Problem to work on:
Copy the data below exactly, omitting any picture it contains.

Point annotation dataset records
>>>
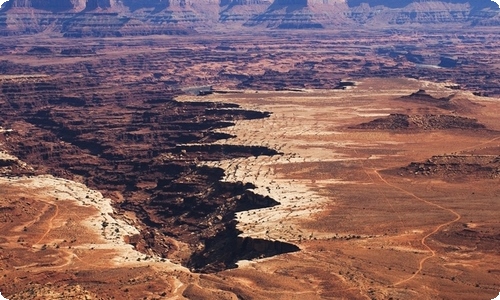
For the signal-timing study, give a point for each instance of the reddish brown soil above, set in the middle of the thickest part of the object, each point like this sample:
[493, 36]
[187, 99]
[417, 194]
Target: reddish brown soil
[366, 228]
<<<
Output:
For the signal-timing study, give a point for each instance of the reddish brown soil above, set in the middle of the thickest part of the object, each point like this sample:
[493, 36]
[187, 99]
[417, 194]
Target: reddish brown soil
[366, 228]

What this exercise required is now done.